:: Brief ::
Scan the material that follows. Copy every line containing the word "below".

:: Information provided ::
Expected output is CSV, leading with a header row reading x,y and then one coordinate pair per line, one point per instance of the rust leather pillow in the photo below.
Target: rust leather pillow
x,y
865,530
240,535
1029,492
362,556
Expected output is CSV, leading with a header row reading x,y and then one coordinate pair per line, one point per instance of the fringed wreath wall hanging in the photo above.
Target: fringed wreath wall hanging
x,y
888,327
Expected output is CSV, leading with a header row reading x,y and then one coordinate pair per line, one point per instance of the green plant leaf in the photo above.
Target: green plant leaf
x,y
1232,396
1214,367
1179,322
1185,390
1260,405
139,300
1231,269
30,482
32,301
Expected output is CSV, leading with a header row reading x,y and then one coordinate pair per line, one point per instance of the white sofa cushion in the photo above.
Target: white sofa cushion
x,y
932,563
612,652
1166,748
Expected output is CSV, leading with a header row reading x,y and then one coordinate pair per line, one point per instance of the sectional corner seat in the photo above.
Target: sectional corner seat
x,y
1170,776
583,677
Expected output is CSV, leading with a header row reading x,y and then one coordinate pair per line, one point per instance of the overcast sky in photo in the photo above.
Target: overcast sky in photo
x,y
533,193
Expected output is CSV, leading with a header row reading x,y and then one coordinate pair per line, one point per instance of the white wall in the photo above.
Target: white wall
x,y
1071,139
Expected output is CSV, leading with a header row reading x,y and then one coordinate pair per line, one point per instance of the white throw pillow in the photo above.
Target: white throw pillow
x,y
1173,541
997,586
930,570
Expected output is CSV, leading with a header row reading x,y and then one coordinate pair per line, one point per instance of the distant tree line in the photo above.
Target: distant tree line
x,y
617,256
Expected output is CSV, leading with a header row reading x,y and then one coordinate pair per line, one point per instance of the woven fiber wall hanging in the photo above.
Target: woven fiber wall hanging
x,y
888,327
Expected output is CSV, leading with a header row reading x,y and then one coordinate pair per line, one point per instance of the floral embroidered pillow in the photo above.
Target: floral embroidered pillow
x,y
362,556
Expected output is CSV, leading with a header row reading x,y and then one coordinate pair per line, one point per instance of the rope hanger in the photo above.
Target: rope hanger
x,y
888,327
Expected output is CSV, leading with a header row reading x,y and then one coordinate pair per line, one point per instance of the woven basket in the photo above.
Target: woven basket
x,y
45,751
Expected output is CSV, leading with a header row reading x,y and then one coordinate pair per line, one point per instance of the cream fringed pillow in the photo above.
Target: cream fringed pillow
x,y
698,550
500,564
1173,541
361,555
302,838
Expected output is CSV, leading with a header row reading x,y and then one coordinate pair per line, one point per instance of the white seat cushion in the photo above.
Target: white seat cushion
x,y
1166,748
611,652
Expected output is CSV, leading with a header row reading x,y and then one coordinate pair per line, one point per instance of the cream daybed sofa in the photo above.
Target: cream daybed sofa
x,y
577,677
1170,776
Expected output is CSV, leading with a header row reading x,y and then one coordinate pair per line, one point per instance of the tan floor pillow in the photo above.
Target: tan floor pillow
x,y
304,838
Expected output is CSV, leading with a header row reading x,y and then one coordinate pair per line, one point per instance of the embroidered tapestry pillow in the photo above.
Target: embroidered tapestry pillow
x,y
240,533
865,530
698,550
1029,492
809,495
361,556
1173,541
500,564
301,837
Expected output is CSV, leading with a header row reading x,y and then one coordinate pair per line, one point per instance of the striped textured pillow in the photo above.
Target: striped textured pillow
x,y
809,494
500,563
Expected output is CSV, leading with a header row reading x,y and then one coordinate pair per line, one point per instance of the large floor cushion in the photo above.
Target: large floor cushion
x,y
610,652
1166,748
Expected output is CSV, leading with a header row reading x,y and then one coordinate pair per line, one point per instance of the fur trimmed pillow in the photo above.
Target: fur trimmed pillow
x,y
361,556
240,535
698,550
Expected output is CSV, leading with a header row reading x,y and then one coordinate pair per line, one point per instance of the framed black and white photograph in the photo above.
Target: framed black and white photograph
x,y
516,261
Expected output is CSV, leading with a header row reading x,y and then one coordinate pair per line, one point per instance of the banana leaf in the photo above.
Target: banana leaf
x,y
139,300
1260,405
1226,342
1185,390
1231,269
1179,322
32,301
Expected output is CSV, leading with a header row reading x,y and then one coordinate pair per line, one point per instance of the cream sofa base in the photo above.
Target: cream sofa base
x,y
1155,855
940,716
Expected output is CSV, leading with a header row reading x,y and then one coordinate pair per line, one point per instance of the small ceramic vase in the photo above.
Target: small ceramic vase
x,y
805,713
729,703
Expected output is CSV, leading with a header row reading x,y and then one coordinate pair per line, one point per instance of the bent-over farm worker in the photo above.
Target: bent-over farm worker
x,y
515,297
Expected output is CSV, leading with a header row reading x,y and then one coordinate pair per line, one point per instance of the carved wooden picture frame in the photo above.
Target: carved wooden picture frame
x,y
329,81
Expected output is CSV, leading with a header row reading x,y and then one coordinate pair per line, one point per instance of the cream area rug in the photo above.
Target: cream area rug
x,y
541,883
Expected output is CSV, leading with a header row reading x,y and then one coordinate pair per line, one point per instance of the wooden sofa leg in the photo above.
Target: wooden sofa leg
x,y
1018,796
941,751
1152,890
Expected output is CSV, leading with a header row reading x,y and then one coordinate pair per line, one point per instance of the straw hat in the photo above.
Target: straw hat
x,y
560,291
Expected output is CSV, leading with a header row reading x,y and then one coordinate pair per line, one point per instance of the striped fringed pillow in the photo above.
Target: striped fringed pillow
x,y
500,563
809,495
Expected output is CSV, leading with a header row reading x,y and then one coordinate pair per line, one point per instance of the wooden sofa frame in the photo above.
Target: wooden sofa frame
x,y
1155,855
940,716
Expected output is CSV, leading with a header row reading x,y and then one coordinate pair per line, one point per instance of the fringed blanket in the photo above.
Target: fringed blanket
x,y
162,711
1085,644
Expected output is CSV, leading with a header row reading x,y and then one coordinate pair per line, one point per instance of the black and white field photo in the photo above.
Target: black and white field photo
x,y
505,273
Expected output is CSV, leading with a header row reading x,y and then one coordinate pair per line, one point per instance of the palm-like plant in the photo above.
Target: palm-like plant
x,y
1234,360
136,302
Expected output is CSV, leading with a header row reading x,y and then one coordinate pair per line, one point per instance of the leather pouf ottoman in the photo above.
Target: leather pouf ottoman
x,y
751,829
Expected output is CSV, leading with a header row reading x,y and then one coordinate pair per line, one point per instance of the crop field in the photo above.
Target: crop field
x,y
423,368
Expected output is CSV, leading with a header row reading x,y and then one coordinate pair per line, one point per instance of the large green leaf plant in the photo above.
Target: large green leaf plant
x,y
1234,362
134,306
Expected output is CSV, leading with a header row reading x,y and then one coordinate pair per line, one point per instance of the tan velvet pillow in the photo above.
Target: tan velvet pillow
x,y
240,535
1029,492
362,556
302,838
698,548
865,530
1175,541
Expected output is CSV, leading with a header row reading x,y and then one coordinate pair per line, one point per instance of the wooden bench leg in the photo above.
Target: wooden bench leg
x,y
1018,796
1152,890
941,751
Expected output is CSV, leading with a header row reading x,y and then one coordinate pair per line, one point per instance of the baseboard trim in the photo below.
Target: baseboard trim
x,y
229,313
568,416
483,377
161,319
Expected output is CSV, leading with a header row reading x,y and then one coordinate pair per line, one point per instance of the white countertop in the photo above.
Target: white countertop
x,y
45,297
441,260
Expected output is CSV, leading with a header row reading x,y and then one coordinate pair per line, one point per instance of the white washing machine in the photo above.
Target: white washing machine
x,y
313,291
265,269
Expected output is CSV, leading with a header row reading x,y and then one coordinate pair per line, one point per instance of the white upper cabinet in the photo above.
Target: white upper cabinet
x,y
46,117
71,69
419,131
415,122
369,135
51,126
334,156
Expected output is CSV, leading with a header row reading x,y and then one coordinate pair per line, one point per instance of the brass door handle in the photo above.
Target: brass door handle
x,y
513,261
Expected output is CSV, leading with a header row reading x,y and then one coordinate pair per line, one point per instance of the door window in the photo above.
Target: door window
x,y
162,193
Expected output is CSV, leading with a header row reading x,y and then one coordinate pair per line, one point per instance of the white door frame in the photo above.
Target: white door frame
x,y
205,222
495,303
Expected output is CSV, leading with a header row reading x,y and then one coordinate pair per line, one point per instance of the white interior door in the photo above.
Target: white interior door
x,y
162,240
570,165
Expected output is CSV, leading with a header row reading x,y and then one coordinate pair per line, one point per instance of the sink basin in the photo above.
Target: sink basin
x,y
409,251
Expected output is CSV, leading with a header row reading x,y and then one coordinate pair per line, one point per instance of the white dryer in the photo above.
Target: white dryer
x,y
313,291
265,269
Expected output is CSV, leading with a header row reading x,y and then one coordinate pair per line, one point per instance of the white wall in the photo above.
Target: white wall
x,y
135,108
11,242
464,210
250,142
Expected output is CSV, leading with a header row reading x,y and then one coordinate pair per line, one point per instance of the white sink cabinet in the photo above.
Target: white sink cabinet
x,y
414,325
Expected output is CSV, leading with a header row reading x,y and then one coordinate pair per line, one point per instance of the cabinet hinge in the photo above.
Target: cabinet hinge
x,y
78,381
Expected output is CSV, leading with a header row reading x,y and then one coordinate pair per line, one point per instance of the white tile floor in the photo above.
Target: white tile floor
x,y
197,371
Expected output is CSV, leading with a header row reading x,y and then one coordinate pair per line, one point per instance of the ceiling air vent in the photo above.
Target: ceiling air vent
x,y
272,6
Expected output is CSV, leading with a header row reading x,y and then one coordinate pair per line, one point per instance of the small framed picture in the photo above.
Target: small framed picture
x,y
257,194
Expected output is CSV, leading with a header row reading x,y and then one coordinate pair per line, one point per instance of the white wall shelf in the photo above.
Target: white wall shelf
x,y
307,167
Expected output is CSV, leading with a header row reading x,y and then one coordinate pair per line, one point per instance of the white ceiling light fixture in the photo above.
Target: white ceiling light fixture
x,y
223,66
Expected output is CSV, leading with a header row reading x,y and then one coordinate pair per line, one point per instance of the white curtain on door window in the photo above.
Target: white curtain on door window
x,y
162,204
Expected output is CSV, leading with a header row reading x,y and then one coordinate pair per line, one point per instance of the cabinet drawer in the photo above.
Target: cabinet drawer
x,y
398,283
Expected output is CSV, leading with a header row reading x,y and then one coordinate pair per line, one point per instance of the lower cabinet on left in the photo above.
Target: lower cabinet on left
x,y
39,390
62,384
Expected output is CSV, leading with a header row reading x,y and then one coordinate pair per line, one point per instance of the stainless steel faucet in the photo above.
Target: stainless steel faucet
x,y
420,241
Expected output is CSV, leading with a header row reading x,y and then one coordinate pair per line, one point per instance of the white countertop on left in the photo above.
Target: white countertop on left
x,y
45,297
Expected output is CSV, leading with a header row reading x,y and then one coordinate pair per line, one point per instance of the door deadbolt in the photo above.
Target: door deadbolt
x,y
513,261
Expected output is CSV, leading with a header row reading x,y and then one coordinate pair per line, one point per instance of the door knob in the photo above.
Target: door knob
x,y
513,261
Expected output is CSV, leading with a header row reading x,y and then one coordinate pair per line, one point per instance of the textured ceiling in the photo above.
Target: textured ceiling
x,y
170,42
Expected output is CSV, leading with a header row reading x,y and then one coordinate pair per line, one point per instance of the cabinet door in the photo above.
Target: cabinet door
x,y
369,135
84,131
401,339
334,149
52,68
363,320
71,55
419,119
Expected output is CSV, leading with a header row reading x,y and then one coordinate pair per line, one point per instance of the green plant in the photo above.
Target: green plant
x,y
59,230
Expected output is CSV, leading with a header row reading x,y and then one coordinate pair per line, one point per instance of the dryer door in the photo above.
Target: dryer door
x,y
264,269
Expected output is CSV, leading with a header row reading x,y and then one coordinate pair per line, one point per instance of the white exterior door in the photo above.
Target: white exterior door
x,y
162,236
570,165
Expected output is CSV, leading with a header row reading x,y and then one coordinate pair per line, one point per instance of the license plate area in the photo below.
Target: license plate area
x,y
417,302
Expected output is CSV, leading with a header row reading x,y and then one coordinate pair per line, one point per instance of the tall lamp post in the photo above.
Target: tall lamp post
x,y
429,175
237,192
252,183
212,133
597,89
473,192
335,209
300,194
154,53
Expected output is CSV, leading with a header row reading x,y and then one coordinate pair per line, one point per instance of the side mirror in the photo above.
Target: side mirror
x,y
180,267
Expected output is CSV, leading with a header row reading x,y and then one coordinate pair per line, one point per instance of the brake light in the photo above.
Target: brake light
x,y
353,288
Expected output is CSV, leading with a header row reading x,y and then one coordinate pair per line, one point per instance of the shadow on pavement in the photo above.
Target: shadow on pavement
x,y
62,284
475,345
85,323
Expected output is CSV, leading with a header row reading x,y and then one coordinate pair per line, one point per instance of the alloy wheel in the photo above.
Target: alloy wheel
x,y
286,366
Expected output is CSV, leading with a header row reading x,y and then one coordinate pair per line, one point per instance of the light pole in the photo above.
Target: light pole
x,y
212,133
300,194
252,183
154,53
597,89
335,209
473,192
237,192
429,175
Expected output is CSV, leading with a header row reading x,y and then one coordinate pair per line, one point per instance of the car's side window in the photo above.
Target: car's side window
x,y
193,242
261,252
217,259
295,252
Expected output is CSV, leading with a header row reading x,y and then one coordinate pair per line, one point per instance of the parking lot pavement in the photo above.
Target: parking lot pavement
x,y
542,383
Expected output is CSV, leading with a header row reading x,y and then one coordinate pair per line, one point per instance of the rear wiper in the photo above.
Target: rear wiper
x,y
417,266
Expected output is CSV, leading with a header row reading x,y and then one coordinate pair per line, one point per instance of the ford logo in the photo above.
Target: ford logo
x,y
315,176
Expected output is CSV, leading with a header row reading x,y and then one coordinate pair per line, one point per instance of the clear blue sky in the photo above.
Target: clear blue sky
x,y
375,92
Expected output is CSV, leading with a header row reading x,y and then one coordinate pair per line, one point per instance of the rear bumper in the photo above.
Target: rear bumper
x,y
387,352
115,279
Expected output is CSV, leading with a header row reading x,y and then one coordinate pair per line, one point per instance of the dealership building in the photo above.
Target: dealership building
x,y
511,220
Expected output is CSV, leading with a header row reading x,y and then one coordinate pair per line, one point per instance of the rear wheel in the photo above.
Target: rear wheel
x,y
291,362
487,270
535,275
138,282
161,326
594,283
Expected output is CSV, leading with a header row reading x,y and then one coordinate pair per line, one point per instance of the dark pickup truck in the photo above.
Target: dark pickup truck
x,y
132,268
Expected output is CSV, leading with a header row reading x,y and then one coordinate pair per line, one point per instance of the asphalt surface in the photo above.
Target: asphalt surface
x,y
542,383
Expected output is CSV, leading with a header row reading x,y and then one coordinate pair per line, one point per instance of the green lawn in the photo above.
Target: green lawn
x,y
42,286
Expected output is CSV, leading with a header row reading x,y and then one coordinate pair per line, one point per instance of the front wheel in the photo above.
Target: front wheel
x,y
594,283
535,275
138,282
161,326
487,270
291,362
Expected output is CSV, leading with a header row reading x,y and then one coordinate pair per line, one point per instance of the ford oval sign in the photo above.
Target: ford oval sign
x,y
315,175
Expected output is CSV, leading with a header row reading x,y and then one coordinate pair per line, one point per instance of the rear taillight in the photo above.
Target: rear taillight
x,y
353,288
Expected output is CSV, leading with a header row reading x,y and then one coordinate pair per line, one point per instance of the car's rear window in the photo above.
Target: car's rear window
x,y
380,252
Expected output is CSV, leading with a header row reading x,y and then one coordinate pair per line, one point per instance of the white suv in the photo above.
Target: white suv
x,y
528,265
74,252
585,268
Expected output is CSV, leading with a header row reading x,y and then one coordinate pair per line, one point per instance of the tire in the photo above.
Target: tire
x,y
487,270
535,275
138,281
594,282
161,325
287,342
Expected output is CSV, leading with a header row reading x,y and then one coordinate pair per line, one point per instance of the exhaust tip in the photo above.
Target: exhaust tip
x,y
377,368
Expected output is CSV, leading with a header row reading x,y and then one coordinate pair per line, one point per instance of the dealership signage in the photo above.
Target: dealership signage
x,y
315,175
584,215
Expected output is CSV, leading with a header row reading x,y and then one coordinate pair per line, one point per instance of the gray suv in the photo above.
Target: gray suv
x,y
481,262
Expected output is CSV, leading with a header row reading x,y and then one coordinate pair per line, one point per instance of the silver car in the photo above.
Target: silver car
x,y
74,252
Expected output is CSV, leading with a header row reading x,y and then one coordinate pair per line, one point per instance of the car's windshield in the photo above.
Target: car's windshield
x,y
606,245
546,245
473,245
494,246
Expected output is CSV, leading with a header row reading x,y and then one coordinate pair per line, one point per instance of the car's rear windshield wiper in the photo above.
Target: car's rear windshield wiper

:: Output ::
Expected output is CSV, leading with a header row reading x,y and then one coordinate pair per line, one point per instance of the rust leather pillow in the photo below.
Expected output is CSV, leading with a header row reading x,y and then one coordinate pair per line, one point per instance of the baseboard trim in the photo below.
Expected output is CSV, leading with a header row reading x,y and then one coordinate pair per line, one point per instance of the license plate area in the photo below.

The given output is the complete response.